__Passage__:
Justin,
I am not sure if there is a jira issues that covers this topic or not. As for how I did my testing, I used a java program to perform an http post request to my GeoServer implementation. I cannot get into too much detail about data I am actually using, however I went back and made a generic example that produces the same problem that you can run yourself. Basically I produce load on the server by sending http post requests with wfst insert statements back to back, once one request gets the 200 acknowledge signal from the server the next is sent, and so on. After some time I stop the sending of data and then examined the heap. I then usually run my test again and observe the differences between the heaps after different runs. Following I have listed information about what versions of what software I am using.
GeoServer 1.6.4
Tomcat 6.0.18
Java 1.6.0_06
PostgreSQL 8.3.3
Postgis 1.3.3
In my Tomcat instance I also used a setenv.sh file with the following options:
JAVA_OPTS="-server -Xms48m -Xmx768M -XX:SoftRefLRUPolicyMSPerMB=36000 -XX:MaxPermSize=128m"
CATALINA_OPTS="-XX:MaxPermSize=512m"
For this test I had the geoserver.war and a ROOT directory in my Tomcat implementation. In the ROOT directory I added the directories nb/1.0 where I added the following two schemas that I created:
nb.xsd
---------------------------------------------------------------------
<xsd:schema targetNamespace="http://localhost:8080/nb/1"

__Task description__: According to the forum post, what must each request receive from the server before the next one is sent?

Stored records:

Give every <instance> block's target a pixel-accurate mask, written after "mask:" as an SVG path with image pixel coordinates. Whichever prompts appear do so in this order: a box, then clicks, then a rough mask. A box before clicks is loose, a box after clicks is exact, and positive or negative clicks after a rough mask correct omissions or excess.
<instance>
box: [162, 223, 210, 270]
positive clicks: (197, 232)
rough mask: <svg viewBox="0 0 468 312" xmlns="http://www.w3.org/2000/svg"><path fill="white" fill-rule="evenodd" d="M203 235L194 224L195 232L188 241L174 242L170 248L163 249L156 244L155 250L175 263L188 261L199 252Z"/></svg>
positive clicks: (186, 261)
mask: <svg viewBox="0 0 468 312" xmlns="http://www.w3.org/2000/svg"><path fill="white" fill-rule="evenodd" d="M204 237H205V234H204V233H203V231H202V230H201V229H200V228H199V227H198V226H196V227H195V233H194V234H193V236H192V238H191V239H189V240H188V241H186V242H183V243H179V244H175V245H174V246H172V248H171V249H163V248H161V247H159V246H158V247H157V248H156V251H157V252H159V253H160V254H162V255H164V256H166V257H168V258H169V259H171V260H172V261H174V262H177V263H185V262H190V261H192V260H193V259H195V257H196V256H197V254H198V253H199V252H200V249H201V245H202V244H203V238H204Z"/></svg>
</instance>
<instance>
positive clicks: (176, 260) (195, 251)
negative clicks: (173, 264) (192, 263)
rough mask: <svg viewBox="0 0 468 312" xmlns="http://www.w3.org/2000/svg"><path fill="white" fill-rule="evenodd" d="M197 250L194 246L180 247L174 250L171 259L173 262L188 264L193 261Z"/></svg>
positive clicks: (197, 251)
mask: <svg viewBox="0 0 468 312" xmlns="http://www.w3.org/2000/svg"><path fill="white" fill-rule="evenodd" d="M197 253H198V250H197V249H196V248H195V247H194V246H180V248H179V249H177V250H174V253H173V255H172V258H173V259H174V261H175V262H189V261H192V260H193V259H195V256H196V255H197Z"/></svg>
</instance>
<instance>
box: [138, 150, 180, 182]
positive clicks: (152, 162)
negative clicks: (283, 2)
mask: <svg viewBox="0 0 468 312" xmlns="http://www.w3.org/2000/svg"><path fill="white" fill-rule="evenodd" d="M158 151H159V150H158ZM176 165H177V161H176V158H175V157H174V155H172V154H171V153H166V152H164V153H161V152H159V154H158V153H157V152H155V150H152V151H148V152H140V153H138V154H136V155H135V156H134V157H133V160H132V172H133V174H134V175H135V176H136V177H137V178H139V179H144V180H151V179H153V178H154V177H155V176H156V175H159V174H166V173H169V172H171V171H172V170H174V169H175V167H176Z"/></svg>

__Your response__: The 200 acknowledge signal.